- _Written instruction_: Return every one of the entries below word for word, with nothing left out or changed.
Start of Records for processing
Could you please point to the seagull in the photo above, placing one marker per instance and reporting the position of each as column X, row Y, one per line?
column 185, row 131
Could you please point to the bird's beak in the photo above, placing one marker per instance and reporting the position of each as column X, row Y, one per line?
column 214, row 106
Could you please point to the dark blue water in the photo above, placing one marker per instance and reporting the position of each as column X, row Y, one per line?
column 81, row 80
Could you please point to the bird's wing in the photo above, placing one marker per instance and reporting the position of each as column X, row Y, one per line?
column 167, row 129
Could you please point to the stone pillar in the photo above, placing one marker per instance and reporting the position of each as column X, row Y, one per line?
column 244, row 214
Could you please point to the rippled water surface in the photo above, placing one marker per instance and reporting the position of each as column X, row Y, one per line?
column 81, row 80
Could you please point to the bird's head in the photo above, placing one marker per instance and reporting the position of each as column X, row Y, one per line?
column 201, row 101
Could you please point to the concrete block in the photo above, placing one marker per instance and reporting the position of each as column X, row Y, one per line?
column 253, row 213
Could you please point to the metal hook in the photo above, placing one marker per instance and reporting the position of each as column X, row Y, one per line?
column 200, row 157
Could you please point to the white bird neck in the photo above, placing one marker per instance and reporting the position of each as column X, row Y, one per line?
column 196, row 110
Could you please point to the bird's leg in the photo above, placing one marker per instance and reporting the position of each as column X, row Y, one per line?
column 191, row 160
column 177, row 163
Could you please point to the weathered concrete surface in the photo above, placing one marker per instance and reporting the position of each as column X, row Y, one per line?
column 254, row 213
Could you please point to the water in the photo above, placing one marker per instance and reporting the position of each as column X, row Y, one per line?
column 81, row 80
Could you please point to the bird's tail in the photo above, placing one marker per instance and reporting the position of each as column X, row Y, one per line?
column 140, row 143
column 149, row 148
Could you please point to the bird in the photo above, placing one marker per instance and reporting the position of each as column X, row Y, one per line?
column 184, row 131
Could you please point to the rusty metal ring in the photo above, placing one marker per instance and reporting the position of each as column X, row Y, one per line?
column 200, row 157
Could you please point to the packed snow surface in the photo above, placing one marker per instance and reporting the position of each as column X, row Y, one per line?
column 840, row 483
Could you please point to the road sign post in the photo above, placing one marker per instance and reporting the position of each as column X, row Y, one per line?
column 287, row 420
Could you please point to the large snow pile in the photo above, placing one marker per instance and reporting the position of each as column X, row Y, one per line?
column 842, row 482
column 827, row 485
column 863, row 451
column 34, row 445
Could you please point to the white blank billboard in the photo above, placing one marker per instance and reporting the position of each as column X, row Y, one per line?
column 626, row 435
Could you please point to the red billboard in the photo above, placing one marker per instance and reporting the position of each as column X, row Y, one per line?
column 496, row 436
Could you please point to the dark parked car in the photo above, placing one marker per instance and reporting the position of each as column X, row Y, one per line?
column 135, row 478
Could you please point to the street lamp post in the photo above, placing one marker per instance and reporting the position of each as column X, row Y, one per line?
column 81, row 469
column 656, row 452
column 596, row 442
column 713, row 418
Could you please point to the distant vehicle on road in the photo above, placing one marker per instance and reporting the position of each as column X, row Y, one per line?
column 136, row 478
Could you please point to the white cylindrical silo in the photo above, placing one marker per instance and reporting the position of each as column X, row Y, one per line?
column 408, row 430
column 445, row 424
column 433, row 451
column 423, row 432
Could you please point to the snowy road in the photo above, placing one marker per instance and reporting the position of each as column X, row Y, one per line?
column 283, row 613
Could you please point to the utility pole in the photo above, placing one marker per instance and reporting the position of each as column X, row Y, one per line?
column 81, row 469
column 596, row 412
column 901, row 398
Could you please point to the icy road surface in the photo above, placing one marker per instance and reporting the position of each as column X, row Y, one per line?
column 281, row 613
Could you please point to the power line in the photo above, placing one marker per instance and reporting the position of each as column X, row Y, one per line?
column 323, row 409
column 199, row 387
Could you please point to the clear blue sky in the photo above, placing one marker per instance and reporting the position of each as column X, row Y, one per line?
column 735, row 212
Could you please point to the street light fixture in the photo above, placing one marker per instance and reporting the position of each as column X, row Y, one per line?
End of Records for processing
- _Finished answer_:
Could you please point to the seagull in the photo above, placing one marker per instance and reporting the position of each as column X, row Y, one per line?
column 185, row 131
Could you please point to the bird's beak in the photo above, placing one marker per instance and reporting the position of each as column X, row Y, one per line?
column 214, row 106
Could you please point to the dark blue water in the photo above, placing one marker per instance and reporting the position of each as column X, row Y, one per line?
column 81, row 80
Could you please point to the bird's wing in the photo above, placing one marker per instance and reporting the position of each as column X, row Y, one per line?
column 167, row 129
Could you please point to the stone pillar in the photo above, placing one marker per instance and reporting the position of each as column X, row Y, one per line?
column 244, row 214
Could you please point to the rippled water surface in the photo above, placing one marker per instance and reporting the position of each as column X, row Y, one per line?
column 81, row 80
Could you please point to the bird's head in the photo above, placing one marker per instance and reporting the position of each as column X, row Y, one per line?
column 201, row 101
Could you please point to the concrete block in the photo above, placing one marker per instance and reporting the position of each as column X, row Y, one per line?
column 253, row 213
Could you please point to the metal hook in the photo above, placing one marker per instance and reporting the position of each as column X, row Y, one per line?
column 200, row 157
Could you please point to the white bird neck in the photo above, placing one marker per instance and reporting the position of each as column X, row Y, one per line?
column 196, row 110
Could you please point to the bird's leg in the photo above, placing one marker per instance and reporting the position of each as column X, row Y, one per line?
column 191, row 160
column 177, row 163
Could you please point to the weathered concrete surface in the photo above, placing one marker per instance and reporting the position of each as column X, row Y, one per line?
column 254, row 213
Could you please point to the water in the photo above, placing one marker per instance and reporting the position of each as column X, row Y, one per line?
column 81, row 80
Could you please point to the bird's tail in the photo above, placing one marker per instance and reporting the position of each as column X, row Y, one per line?
column 140, row 143
column 149, row 148
Could you please point to the bird in the photo above, placing one marker per instance and reporting the position of each as column X, row Y, one per line?
column 184, row 131
Could you please point to the rusty metal ring in the photo above, placing one marker per instance and reporting the position of each as column X, row Y, one per line?
column 200, row 157
Could you please point to the packed snow surface in the photo above, placing one marker per instance and reporting the position of each as column X, row Y, one per line?
column 840, row 483
Could you please point to the road sign post in the photo above, placing one marker per instance and reporting the position of each as column X, row Y, one per line?
column 287, row 420
Could you please point to the large snow pile in the photo above, placing one marker per instance and reporting the position of each as column X, row Y, one per line?
column 842, row 482
column 827, row 485
column 863, row 451
column 34, row 445
Could you please point to the white blank billboard in the photo above, placing one marker per instance and reporting the position of each as column X, row Y, one per line?
column 626, row 435
Could you please point to the red billboard in the photo above, placing one marker per instance and reporting the position of each as column X, row Y, one per line?
column 496, row 436
Could you please point to the dark parked car in the photo above, placing one marker per instance and reporting the position of each as column X, row Y, one per line?
column 135, row 478
Could you please point to the street lamp post in the photo above, placing one marker per instance and reporting the position of each as column X, row Y, one per line?
column 81, row 469
column 656, row 452
column 596, row 442
column 713, row 418
Could you please point to the distant vehicle on road in the photo above, placing one marker per instance and reporting the position of each as column X, row Y, one per line?
column 136, row 478
Could you please point to the white cylindrical silo in the photo above, placing one marker per instance and reporting the position of each as column X, row Y, one per line?
column 408, row 430
column 445, row 424
column 433, row 451
column 423, row 432
Could you please point to the snowy road in the photo above, placing one marker per instance and reporting the position of each as column X, row Y, one per line?
column 283, row 613
Could you please point to the utility pole in the photo above, placing one marker per instance and reporting the position of each as column X, row Y, one per line?
column 81, row 469
column 596, row 412
column 901, row 398
Could you please point to the icy road surface in the photo above, placing one marker per instance and reporting the position of each as column X, row Y, one per line?
column 281, row 613
Could you please point to the power line in the photo above, placing one marker per instance and reporting the position of each as column X, row Y, one per line?
column 323, row 409
column 199, row 387
Could you please point to the clear blue sky in the photo above, placing one marker per instance and reporting the position of each as column X, row Y, one per line?
column 735, row 212
Could you please point to the street light fixture in the photo above, placing one marker per instance and reporting the position of each as column X, row Y, one per line?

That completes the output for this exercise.